» STATED GOAL 1
Answer these questions using the tax appeal excerpt:
(a) On what date was the notice of assessment issued?
(b) What amount does the Appellant say the Respondent claimed as a donation?
(c) On what date did the Respondent send its letter objecting to the assessments?
» STATED GOAL 2
Name every Act of legislation mentioned in the tax appeal excerpt.
» STATED GOAL 3
Retype the stretch of the tax appeal excerpt from "10. The Appellant" through "24(2) of TPA.".

» SOURCE DOCUMENT
============

6. The Appellant prays that the Judgment of the Tax Appeals Tribunal dated 29th June 2023 be set aside and the Appeal in TAT No.38 of 2022 be dismissed, the Appellant’s Objection Decision dated 31st March 2022 be upheld and that the costs of this Appeal and those of the Appeal at the Tax Appeals Tribunal be awarded to the Appellant.

Appellant’s Case 7. The Appellant’s case is premised on the Statement of Facts dated 28th May 2022 and filed on 30th May 2022 before the TAT. The Appellant averred that, through its East and South Tax office, it conducted a compliance check on the Respondent for the period 1st January 2016 to 31st December 2019 and of which it was revealed unexplained incomes and undeclared taxes that were due on part of the Respondent. The Appellant indicated to have then issued a notice of assessment dated 26th June 2020 and a further letter dated 8th July 2020 explaining the assessment that the due taxes were occasioned by disallowed donation and unexplained source of funds for purchase of property and to which was objected by the Respondent to the assessments vide a letter dated 23rd July 2020 stating that the donation was to a registered charity and that the source of funds was from its shareholders.

8. The Appellant presented that various meetings were held between parties and correspondence in attempt to settle the dispute amicably to no avail with several requests to the Respondent for further documentation and the same was not provided to its expectation. It was the Appellant’s case that the amendment to provisions of Section 51(11) of the Tax Procedures Act by Section 32 of the Finance Act 2019 was in force at the time of making objection on 23rd July 2020 and at the time of making the objection decision on 31st March 2022. The Appellant issued that an objection decision on the 31st March 2022 in which the Commissioner indicated that he was convinced about the source of funds hence vacated the assessment of Kshs. 56, 970, 000. 00. However, the donation was disallowed with claims that the Appellant noted the same did not conform to the requirements of the Income Tax Act.

9. The Appellant contended that it had requested the Respondent to provide documentation in support of objection on several occasions and the Respondent was unable to provide the same to enable it allow the donation to Oshwal Education and Relief Board. The Appellant averred that after various meetings with the Respondent and after issuing relevant supporting documents in line with the numerous correspondences between itself and the Appellant, it vacated the previous assessment on remittances by shareholders for purchase of property.

10. The Appellant averred to have held various working meetings with Respondent and corresponded variously, a fact admitted by the Respondent denying its assertions to the contrary. The Appellant further denied that the objection decision was null and void for being outside the 60 days period after lodging an objection being TPA allows the Commissioner to request for more documents in support of objection, during the period time stops running. It was his case that the decision to arrive at the assessment was justified and had a basis in law having been communicated to the Respondent in line with Section 51(9) of the Tax Procedures Act. The Appellant further presented that it was not bound by returns and information provided by the Appellant and could asses the Respondent’s liability using information available to it in line with Section 24(2) of TPA.

11. The Appellant indicated to have analyzed the expenses claimed by the Respondent including the claimed donation of Kshs. 52 million and determined that the donee was unable to provide proof of registration or exemption from registration under Societies Act or the Non-Governmental Coordination Act, 1990 which would have allowed such donation to be claimed as deductible expenses.

============

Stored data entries
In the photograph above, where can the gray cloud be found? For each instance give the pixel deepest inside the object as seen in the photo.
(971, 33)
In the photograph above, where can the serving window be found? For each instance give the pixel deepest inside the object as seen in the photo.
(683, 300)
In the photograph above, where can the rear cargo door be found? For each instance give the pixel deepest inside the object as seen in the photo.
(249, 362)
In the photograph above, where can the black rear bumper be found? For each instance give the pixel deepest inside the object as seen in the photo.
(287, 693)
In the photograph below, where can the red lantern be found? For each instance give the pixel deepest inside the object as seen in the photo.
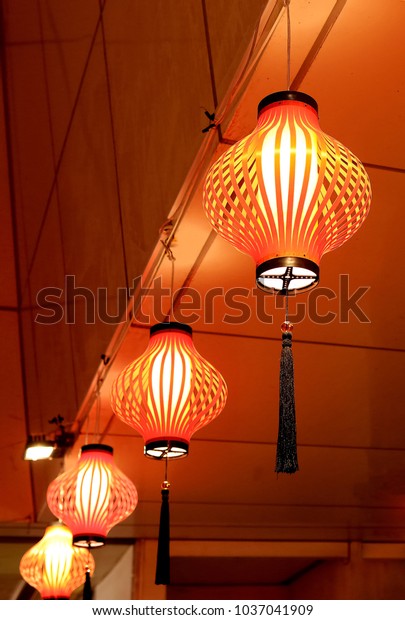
(168, 393)
(53, 566)
(92, 497)
(287, 193)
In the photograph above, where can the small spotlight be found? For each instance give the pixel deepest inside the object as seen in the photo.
(38, 448)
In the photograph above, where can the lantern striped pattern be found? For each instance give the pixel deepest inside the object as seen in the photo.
(92, 497)
(53, 566)
(168, 393)
(287, 190)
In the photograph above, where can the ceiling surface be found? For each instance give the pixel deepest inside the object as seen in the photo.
(102, 144)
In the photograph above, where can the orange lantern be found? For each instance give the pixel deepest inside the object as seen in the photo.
(53, 566)
(168, 393)
(287, 193)
(92, 497)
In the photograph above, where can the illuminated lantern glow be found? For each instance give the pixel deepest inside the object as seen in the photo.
(168, 393)
(53, 566)
(93, 497)
(287, 193)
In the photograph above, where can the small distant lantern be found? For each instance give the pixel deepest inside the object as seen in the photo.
(54, 566)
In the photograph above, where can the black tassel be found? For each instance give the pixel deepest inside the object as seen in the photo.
(87, 591)
(287, 460)
(163, 555)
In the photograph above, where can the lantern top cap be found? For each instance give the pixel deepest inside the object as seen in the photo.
(287, 95)
(98, 447)
(171, 326)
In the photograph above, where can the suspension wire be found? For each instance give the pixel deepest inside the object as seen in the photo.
(166, 465)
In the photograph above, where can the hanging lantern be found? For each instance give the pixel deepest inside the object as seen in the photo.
(92, 497)
(168, 394)
(287, 194)
(53, 566)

============

» CORRECT OUTPUT 1
(a) 26th June 2020
(b) Kshs. 52 million
(c) 23rd July 2020

» CORRECT OUTPUT 2
Tax Procedures Act
Finance Act 2019
Income Tax Act
Societies Act
Non-Governmental Coordination Act, 1990

» CORRECT OUTPUT 3
10. The Appellant averred to have held various working meetings with Respondent and corresponded variously, a fact admitted by the Respondent denying its assertions to the contrary. The Appellant further denied that the objection decision was null and void for being outside the 60 days period after lodging an objection being TPA allows the Commissioner to request for more documents in support of objection, during the period time stops running. It was his case that the decision to arrive at the assessment was justified and had a basis in law having been communicated to the Respondent in line with Section 51(9) of the Tax Procedures Act. The Appellant further presented that it was not bound by returns and information provided by the Appellant and could asses the Respondent’s liability using information available to it in line with Section 24(2) of TPA.